### What the task asks:
Answer these questions from the GPT4All passage below, marking each answer with its letter.
(a) In what format is the Mistral model used here?
(b) According to the quoted description, what two things does GPT4All not require?
(c) On what date was GGUF released?

Segment Start: Given passage

LLM with GPT4All

This time, we’re leveraging Mistral in GGUF format, which is compatible with CPU execution. The model is packaged by GPT4All. From GPT4All official website, it says that GPT4All is:

A free-to-use, locally running, privacy-aware chatbot. No GPU or internet required.

It’s open-source as well. To understand GPT4All better, you can get more information from https://gpt4all.io. We just download the model from GPT4All and utilize it with LangChain. The model can be downloaded onto anywhere on your computer and it’s operating system independent.

Before we dive into GPT4All, we’d need to understand GGUF.

GGUF (GPT-Generated Unified Format), introduced as a successor to GGML (GPT-Generated Model Language), was released on August 21, 2023. This format represents a significant advancement in the field of language model file formats, enabling enhanced storage and processing of large language models like GPT. Developed by contributors from the AI community, including Georgi Gerganov, the creator of GGML, the creation of GGUF aligns with the needs of large-scale AI models, though it appears to be an independent effort. Its use in contexts involving Facebook’s (Meta’s) LLaMA (Large Language Model Meta AI) models underscores its importance in the AI landscape.

Segment End: Given passage
Segment Start: Source material

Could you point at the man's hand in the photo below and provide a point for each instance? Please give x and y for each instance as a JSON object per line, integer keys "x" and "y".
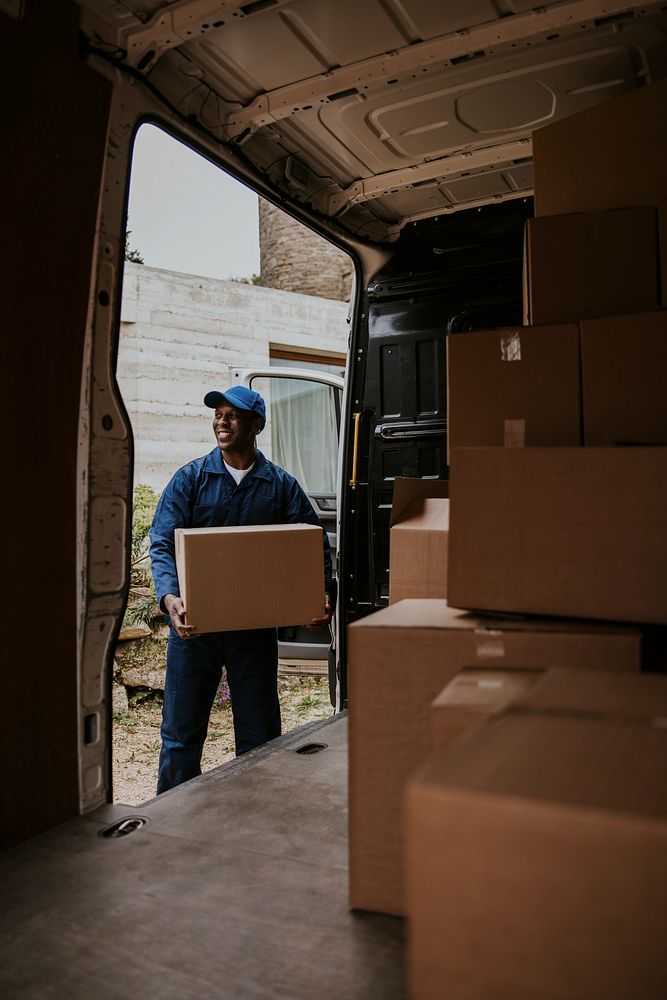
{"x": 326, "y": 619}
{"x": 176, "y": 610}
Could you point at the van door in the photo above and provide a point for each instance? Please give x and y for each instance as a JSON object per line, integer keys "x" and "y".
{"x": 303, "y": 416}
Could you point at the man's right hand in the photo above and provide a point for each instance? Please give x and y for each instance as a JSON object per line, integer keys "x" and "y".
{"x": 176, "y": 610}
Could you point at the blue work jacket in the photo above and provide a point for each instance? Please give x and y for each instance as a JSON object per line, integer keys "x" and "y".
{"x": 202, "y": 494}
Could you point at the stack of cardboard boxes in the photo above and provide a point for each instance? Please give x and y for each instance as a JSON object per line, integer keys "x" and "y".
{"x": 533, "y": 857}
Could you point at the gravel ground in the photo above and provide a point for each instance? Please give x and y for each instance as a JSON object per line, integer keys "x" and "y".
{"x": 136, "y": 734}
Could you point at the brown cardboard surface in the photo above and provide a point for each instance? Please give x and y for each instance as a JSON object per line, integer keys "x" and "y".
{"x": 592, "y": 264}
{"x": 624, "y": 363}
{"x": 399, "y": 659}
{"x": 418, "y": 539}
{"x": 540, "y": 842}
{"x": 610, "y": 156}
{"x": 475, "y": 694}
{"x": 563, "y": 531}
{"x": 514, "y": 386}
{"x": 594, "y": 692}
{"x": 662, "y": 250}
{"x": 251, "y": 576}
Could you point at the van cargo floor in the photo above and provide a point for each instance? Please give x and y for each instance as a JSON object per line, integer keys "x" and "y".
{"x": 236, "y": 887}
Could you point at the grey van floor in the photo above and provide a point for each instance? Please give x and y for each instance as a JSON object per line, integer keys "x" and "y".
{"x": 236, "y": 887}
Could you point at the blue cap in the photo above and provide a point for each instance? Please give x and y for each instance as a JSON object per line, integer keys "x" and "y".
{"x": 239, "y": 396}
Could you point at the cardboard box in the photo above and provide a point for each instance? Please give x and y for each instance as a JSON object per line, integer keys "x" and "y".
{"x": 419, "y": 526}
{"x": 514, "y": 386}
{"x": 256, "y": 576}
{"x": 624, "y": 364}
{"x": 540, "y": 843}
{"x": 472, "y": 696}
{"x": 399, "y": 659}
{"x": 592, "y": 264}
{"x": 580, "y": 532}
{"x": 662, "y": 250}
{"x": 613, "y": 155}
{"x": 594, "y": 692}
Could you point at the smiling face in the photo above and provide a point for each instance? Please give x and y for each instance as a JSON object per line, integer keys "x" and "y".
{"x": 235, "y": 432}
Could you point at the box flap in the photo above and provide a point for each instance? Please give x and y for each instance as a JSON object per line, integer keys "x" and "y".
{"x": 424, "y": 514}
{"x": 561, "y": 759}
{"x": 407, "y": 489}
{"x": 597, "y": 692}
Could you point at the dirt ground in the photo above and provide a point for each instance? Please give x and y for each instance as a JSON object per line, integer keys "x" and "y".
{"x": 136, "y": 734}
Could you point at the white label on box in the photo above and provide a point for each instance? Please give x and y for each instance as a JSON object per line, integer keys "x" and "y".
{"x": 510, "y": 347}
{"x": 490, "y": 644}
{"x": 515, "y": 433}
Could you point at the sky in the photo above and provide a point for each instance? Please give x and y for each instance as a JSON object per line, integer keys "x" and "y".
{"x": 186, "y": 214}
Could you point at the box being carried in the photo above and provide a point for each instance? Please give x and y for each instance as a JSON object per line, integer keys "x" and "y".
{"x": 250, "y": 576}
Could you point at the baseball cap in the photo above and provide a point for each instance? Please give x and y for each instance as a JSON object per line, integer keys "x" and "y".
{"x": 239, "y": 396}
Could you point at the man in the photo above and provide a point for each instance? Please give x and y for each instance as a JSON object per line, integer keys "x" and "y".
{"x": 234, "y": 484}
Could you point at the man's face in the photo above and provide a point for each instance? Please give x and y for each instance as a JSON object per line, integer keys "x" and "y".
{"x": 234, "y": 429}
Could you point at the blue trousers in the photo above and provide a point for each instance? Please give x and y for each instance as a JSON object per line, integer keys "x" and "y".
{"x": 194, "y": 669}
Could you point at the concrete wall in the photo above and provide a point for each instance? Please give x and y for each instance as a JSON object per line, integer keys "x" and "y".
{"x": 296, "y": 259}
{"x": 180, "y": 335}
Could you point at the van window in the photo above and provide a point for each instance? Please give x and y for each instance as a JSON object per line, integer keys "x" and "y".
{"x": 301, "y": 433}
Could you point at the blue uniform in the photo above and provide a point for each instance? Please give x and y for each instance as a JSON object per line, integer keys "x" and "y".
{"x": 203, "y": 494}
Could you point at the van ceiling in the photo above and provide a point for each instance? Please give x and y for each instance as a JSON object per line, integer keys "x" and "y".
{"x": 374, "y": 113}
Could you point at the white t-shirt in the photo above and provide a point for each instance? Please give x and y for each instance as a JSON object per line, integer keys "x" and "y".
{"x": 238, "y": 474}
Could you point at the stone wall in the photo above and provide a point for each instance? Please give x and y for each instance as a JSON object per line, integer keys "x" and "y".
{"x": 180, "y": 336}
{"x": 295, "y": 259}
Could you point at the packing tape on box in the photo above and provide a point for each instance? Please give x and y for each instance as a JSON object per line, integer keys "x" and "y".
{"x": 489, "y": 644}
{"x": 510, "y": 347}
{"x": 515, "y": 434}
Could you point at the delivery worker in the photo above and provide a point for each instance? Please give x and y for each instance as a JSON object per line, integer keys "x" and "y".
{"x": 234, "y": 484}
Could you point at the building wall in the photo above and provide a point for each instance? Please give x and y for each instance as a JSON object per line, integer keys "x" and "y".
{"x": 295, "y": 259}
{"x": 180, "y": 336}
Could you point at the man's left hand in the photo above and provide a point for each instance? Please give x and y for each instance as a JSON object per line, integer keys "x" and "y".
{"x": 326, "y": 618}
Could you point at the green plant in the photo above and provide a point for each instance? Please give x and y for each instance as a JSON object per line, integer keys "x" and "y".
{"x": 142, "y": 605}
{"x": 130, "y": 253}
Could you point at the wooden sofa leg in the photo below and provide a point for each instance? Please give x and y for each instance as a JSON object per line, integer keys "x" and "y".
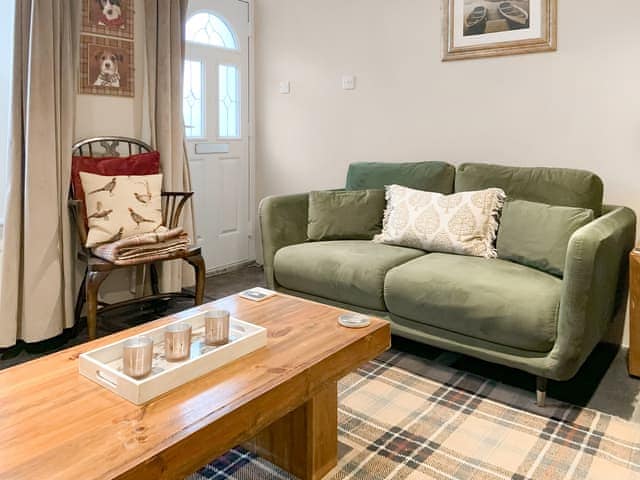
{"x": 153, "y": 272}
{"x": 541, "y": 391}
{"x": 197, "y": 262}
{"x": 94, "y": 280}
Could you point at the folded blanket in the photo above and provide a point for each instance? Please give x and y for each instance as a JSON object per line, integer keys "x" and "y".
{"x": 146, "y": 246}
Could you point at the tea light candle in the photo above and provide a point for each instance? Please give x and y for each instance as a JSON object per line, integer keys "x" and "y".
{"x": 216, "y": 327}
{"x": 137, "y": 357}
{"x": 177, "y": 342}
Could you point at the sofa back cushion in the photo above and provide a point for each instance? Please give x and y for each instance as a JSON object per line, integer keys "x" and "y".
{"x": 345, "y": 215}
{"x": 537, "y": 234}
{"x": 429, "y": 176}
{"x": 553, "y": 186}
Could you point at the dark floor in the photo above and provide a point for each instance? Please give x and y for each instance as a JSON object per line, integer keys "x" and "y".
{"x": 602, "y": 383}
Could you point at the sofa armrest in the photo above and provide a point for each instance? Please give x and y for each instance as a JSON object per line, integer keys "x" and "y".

Segment End: Source material

### Answer box:
(a) GGUF
(b) A GPU and an internet connection
(c) August 21, 2023